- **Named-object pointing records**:
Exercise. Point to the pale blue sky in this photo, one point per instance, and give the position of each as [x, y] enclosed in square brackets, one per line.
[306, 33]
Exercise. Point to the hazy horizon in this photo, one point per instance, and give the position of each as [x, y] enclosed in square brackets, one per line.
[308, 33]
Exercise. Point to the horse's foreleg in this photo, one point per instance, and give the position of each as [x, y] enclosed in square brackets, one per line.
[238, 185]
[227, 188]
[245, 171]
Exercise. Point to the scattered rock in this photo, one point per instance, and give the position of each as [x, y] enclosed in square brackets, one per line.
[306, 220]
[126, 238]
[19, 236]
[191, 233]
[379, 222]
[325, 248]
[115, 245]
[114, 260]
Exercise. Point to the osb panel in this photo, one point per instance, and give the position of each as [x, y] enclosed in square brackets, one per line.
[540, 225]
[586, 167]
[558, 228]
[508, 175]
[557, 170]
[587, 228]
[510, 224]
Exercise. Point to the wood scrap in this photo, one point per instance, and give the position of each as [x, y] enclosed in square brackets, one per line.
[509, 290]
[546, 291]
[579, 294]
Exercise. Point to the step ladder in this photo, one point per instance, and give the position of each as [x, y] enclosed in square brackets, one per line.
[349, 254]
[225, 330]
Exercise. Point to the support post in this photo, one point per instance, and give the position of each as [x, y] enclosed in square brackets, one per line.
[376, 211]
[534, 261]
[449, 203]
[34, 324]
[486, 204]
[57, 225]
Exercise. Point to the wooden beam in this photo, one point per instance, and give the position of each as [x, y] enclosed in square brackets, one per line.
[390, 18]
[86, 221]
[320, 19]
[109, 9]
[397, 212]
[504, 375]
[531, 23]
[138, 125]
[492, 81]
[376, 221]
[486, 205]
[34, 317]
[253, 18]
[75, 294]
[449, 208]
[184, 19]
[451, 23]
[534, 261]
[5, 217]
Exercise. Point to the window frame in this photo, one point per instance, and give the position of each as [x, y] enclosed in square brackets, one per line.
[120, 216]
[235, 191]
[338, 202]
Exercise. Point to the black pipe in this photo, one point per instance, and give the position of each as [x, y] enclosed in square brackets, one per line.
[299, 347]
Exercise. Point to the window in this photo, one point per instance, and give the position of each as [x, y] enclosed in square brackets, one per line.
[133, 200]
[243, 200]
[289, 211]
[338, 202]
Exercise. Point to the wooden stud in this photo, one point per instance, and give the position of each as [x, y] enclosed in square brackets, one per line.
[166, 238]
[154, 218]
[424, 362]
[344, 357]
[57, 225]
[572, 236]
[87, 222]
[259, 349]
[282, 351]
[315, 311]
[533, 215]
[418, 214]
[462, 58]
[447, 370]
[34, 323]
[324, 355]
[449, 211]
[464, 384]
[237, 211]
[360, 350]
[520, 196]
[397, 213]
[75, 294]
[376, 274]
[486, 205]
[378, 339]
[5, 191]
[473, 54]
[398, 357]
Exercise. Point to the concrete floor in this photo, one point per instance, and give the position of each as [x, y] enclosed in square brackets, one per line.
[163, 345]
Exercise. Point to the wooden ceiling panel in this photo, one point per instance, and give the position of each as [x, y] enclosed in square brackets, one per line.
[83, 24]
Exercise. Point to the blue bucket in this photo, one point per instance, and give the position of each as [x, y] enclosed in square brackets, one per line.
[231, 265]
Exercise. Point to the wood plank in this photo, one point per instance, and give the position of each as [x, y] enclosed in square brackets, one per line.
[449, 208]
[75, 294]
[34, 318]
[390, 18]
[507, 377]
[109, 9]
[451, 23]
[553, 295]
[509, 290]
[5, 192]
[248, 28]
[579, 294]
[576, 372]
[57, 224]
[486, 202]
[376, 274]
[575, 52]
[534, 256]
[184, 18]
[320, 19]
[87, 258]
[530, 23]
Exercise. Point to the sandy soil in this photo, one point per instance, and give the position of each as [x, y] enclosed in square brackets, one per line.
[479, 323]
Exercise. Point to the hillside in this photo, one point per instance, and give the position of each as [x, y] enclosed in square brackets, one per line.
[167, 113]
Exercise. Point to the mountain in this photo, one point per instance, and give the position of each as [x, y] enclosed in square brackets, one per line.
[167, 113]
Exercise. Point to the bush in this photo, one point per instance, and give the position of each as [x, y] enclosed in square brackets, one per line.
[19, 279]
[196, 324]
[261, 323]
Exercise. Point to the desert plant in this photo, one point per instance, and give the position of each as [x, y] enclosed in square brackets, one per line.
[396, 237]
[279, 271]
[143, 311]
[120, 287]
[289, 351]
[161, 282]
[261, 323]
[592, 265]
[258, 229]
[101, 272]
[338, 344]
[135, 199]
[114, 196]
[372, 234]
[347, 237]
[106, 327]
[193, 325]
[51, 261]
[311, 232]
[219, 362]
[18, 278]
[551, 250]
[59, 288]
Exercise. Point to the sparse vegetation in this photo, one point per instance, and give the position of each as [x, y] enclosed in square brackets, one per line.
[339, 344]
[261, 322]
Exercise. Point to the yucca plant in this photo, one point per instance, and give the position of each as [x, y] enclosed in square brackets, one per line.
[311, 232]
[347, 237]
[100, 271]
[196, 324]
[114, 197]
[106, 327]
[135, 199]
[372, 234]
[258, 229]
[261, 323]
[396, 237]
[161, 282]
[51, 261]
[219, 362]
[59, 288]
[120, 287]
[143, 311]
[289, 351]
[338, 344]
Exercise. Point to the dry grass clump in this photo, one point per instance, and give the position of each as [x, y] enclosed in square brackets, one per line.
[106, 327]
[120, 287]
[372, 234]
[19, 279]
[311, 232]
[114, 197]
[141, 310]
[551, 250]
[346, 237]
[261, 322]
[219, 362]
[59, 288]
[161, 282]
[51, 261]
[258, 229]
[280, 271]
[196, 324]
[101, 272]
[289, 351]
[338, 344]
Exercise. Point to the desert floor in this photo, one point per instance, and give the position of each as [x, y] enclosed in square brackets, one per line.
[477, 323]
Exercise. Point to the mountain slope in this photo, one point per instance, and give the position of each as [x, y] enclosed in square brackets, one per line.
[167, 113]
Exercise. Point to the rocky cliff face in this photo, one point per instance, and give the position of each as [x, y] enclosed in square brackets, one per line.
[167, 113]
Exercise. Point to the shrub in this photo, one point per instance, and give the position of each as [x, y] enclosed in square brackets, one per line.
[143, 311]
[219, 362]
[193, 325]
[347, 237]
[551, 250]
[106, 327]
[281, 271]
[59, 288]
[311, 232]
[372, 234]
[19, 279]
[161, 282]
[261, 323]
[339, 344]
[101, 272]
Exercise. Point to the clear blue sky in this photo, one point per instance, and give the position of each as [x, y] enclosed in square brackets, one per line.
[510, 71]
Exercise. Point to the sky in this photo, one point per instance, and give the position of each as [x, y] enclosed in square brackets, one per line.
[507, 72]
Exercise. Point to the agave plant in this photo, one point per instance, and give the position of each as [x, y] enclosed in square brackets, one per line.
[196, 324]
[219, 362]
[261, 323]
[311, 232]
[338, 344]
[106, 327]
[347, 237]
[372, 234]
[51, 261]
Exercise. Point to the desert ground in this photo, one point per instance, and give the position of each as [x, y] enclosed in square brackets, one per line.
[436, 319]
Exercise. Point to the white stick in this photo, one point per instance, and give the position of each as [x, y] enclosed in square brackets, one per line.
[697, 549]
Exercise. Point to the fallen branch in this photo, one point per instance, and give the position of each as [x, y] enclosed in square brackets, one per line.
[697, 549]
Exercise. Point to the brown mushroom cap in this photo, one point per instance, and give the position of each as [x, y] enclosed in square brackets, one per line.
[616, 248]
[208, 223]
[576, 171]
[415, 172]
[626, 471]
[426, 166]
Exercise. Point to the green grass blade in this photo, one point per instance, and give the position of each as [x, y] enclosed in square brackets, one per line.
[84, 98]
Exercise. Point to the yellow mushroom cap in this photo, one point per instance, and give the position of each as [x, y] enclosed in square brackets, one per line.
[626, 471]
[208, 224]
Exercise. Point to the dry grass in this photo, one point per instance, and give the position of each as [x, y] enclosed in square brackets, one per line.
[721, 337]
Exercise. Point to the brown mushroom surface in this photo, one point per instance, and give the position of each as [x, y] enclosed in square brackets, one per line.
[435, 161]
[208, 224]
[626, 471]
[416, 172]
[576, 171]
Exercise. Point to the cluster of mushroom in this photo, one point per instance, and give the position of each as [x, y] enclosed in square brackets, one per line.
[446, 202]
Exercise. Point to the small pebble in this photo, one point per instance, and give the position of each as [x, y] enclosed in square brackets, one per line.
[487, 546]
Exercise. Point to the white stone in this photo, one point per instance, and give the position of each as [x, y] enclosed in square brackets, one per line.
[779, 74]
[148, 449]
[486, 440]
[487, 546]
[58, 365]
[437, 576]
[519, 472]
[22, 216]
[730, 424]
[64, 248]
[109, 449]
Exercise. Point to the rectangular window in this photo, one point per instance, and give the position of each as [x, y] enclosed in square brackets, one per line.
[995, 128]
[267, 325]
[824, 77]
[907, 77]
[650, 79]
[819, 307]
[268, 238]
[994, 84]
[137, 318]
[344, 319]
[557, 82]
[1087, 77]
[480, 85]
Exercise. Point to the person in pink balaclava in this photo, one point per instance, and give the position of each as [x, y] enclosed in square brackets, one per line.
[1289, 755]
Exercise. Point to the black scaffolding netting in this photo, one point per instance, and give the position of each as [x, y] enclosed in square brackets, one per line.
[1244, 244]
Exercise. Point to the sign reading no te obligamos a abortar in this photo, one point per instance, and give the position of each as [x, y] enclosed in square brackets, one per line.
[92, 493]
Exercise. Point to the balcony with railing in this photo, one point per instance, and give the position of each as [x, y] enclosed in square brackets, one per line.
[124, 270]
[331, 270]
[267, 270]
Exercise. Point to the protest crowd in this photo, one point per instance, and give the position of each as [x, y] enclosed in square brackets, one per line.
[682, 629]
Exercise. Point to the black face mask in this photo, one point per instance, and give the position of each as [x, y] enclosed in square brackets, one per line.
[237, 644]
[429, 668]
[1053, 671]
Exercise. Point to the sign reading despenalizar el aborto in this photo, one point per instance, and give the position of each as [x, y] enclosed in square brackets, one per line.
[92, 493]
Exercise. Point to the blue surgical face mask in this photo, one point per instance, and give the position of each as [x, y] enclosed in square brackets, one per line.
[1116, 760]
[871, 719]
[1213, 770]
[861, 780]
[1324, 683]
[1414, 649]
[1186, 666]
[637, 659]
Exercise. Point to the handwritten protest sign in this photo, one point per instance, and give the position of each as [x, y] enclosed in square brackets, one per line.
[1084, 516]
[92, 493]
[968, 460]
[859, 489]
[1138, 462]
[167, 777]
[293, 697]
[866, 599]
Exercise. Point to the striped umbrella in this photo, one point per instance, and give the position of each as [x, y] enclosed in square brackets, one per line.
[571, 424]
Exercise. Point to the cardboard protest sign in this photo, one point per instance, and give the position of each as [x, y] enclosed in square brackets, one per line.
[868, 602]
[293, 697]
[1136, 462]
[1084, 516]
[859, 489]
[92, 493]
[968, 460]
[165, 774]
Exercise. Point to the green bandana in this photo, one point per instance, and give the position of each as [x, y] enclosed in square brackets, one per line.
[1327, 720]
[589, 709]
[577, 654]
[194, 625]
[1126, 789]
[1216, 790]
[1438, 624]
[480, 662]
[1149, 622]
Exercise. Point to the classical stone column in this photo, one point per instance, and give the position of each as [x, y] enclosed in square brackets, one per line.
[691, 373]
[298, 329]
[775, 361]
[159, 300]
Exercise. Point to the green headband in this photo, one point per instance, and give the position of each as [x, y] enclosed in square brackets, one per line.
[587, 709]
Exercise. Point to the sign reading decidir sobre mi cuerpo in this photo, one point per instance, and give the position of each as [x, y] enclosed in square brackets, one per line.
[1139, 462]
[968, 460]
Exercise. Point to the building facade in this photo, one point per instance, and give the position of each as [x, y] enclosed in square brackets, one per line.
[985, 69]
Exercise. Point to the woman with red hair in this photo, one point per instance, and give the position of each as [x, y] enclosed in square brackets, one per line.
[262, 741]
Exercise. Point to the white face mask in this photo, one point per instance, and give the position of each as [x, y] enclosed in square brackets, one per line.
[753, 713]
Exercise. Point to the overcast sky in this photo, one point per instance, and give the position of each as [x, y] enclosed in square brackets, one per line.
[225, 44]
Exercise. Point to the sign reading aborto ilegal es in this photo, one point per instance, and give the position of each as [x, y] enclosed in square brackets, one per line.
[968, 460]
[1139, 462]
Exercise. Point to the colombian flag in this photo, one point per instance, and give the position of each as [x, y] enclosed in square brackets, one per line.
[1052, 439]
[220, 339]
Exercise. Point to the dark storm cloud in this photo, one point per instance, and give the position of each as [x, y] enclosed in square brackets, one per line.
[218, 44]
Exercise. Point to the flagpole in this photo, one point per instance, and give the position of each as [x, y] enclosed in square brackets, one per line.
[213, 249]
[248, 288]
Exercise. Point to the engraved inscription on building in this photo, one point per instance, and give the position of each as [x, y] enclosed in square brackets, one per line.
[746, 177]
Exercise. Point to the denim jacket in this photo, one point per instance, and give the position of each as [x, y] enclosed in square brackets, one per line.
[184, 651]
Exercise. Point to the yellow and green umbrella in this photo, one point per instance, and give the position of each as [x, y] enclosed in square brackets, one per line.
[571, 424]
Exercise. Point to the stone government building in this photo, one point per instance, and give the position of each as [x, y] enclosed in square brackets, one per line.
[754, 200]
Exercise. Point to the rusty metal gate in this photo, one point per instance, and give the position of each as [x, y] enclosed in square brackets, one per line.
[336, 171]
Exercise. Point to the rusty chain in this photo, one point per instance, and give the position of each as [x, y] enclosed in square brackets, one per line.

- **To be done**:
Please reproduce the records word for word, starting with the line containing "Exercise. Point to the dark" and continuing through the last line of the records.

- **Solution to the exercise**:
Exercise. Point to the dark storm cloud in this photo, one point per instance, and give the position of each as [x, y] enclosed in square brackets, one per line.
[218, 44]
Exercise. Point to the flagpole in this photo, one point per instance, and give the position of each as [x, y] enclosed in square brackets, one per line.
[213, 249]
[248, 288]
Exercise. Point to the engraved inscription on building in this photo, one point per instance, and give the position of each as [x, y] enclosed in square brackets, one per line.
[746, 177]
Exercise. Point to the denim jacket in this photo, one point per instance, and give the position of each as [x, y] enclosed in square brackets, one per line.
[184, 651]
Exercise. Point to the yellow and green umbrella in this photo, one point per instance, and give the position of each as [x, y] enclosed in square brackets, one per line.
[571, 424]
Exercise. Point to the stone government building in this photo, one point per instance, and give the position of each as [x, y] enclosed in square brackets, one per line.
[754, 200]
Exercise. Point to the rusty metal gate in this photo, one point per instance, and give the position of each as [x, y] enclosed in square brackets, one per line.
[336, 171]
Exercise. Point to the rusty chain in this photo, one point per instance, and give the position of each as [x, y] enclosed in square brackets, one per line.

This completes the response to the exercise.